The maroon color spreads through the skin a bit, but the familiar marbling transforms and remains!

Where can I get Christmas lima beans?

I think I lucked out finding these at Urban Harvest Farmers Market. If I see these again, I will buy and freeze them for a rainy day.

I was, however, able to find some on the Rancho Gordo website. They have a ton of cool heirloom beans, and I will definitely be ordering some from them for future burger creations!

Alternatively, you could use “regular” lima beans for this burger. The taste may be slightly different, but you will not be too far off.

It is time to put some respect on broccoli stems.

A few months ago, I was in the grocery store, and I noticed an interesting behavior in the produce aisle. Someone picked up a head of broccoli, snapped the stem at the base of the florets, discarded the stem, and scampered away before an employee saw her. I laughed first, then I felt sad for the discarded broccoli stem!

With a little love, broccoli stems are a glorious food. The stems have more fiber, calcium, iron, and Vitamin C, than the florets.

When the first sustainable broccoli hit the market tents last week, I bought some to add to rice bowls. I started by thinly slicing the stems, and I pan fried them in olive oil. Their flavor was aromatic and savory!

So, how do I use broccoli stem to make a plant-based burger?!

I started by thinly slicing 15-20 pieces of stem. I used a mandolin to get a nice even cut. I pan-fried these in olive oil until they were golden-brown, and they were a delicious, crunchy texture element for a burger topping!

I then took the rest of the stem and chopped it into fine pieces using a food processor. This provides a bulk, green, nutrition packed filling for the burger. It helps to hold the beans in the patty together!

I took a Chopped-style approach to the rest of this burger, and it came out so much better than expected…

I incorporated some day-old rice, shallots, and cranberry sauce into this burger. I normally would use rice or another grain to provide more bulk to a patty, and I would use shallots or onions for some umami, but the cranberry sauce was a wild card. It actually provided a nice subtle tartness to complement the slightly bitter broccoli stem well!

I used thyme, basil, and a touch of cayenne pepper to bring all of these flavors together. Herbs are the ultimate harmonizer!

Burger #2 always comes out a bit different!

I typically make a burger the day after I film that I use for picture purposes. I wanted to taste a bit more cranberry, so I made an aioli with broccoli leaf, garlic, and cranberry sauce! Would you be willing to try a creamy red sauce on a burger? It is unlike anything I have ever seen on a burger, but it was really delicious!

The future Bloom Kitchen broccoli burger plate!

Check out the video and recipe for some gems!

There are more details included in the video and recipe. If you enjoy, please like and subscribe to my YouTube channel!

Christmas Lima Bean and Broccoli Stem Burger

I used Christmas lima beans, broccoli stem two ways, and cranberry sauce to put together a creative, cohesive burger!

━━━━━━━━

:: SHORT PROBLEM 1 ::
From the broccoli stem burger text, copy the passage that begins with the words containing "When the first" and ends with "the patty together!".
:: SHORT PROBLEM 2 ::
Answer these questions using the broccoli stem burger text:
(a) At which market did the writer find the Christmas lima beans?
(b) What tool did the writer use to slice the stems evenly?
(c) Which herbs and spice brought the burger's flavors together?
:: SHORT PROBLEM 3 ::
Continue the broccoli stem burger text from its last sentence.

:: DATA SEGMENT ::

━━━━━━━━

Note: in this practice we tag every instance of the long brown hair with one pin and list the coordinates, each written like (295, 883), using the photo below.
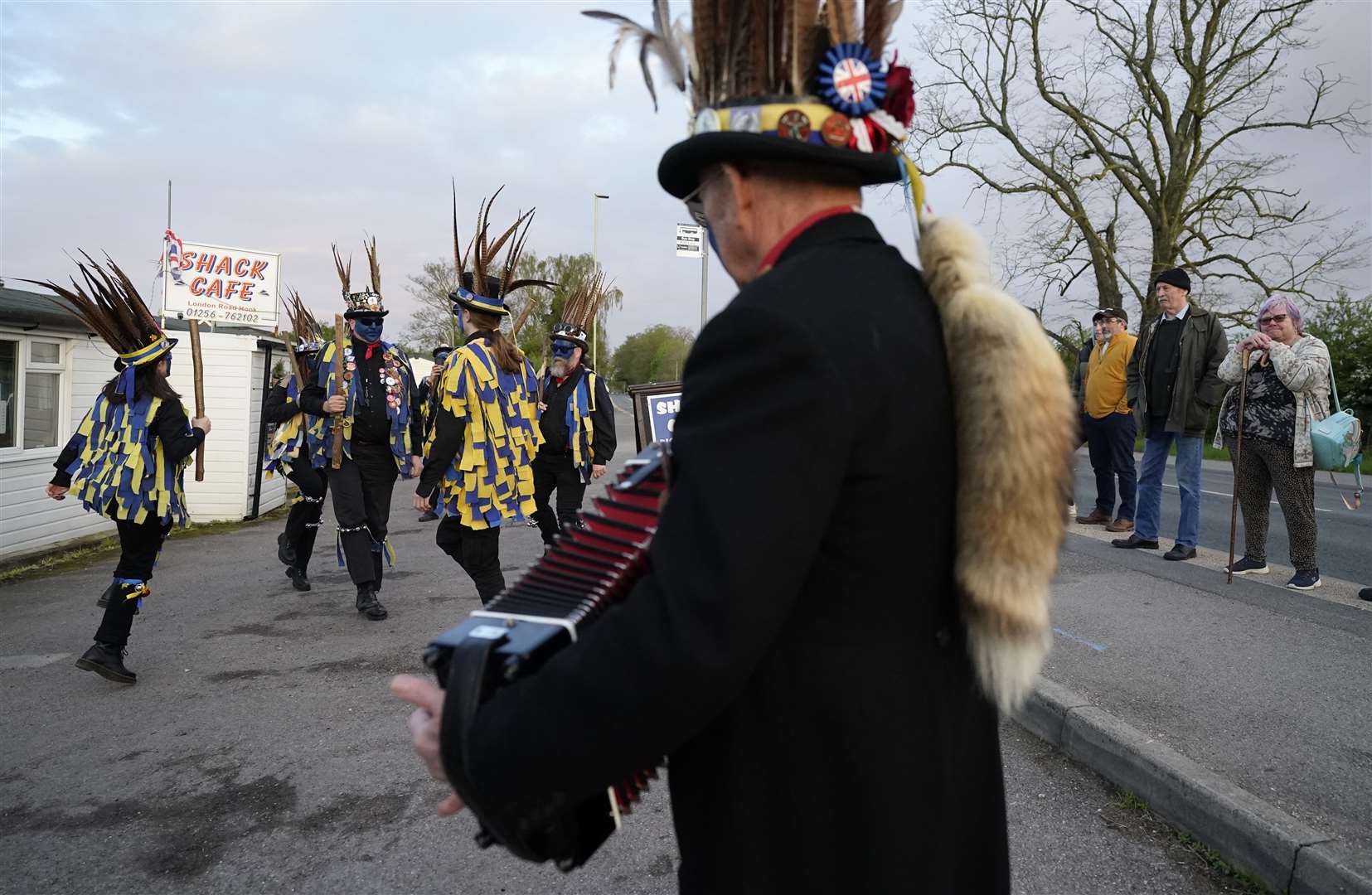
(147, 380)
(508, 356)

━━━━━━━━

:: RESPONSE 1 ::
When the first sustainable broccoli hit the market tents last week, I bought some to add to rice bowls. I started by thinly slicing the stems, and I pan fried them in olive oil. Their flavor was aromatic and savory!

So, how do I use broccoli stem to make a plant-based burger?!

I started by thinly slicing 15-20 pieces of stem. I used a mandolin to get a nice even cut. I pan-fried these in olive oil until they were golden-brown, and they were a delicious, crunchy texture element for a burger topping!

I then took the rest of the stem and chopped it into fine pieces using a food processor. This provides a bulk, green, nutrition packed filling for the burger. It helps to hold the beans in the patty together!

:: RESPONSE 2 ::
(a) Urban Harvest Farmers Market
(b) A mandolin
(c) Thyme, basil, and a touch of cayenne pepper

:: RESPONSE 3 ::
Prep Time20 minutes
Cook Time20 minutes
Total Time40 minutes
Servings: 4 burgers
Cost: $12


  • Cast iron skillet
  • Food processor
  • Mandolin


  • 1 cup cooked Christmas lima beans or lima beans
  • 1 broccoli stem 4-6 inches
  • 1/2 cup cooked brown rice
  • 2 tbsp cranberry sauce optional
  • 1 shallot
  • 1/2 tbsp salt unrefined
  • 1/2 tbsp black pepper freshly cracked
  • 1/2 tbsp dried thyme
  • 1/2 tbsp dried basil
  • 1 tsp cayenne pepper
  • 1/2 cup brown rice flour

Burger Toppings

  • 4 burger buns
  • 1/4 cup Vegenaise or mayonnaise
  • 1 clove garlic
  • 1 broccoli leaf optional
  • 1/4 Meyer lemon or lemon
  • 1 tomato
  • 1 head crunchy lettuce


  • Using a mandolin or a sharp knife, cut about 20-30 thin slices of broccoli stem to use for burger topping.

Burger Patty

  • Dice shallot and sauté in olive oil for 3-4 minutes, until semi-translucent.
  • Roughly dice broccoli stem and pulse in food processor until bits are 1/4" and smaller.
  • Gently pulse cooked Christmas lima beans in food processor, until there are only about 25 percent full beans left.
  • Combine beans, rice, broccoli stem, shallots, cranberry sauce, and seasonings in a large mixing bowl. Mix to combine.
    Add brown rice flour and mix to combine. If patties are too moist and loose, add more flour as necessary.
    Form patties to your desired size and shape.
  • Heat skillet over medium heat. Add olive oil, and sear on first side for 4 minutes.
    Heat oven to 400 ºF.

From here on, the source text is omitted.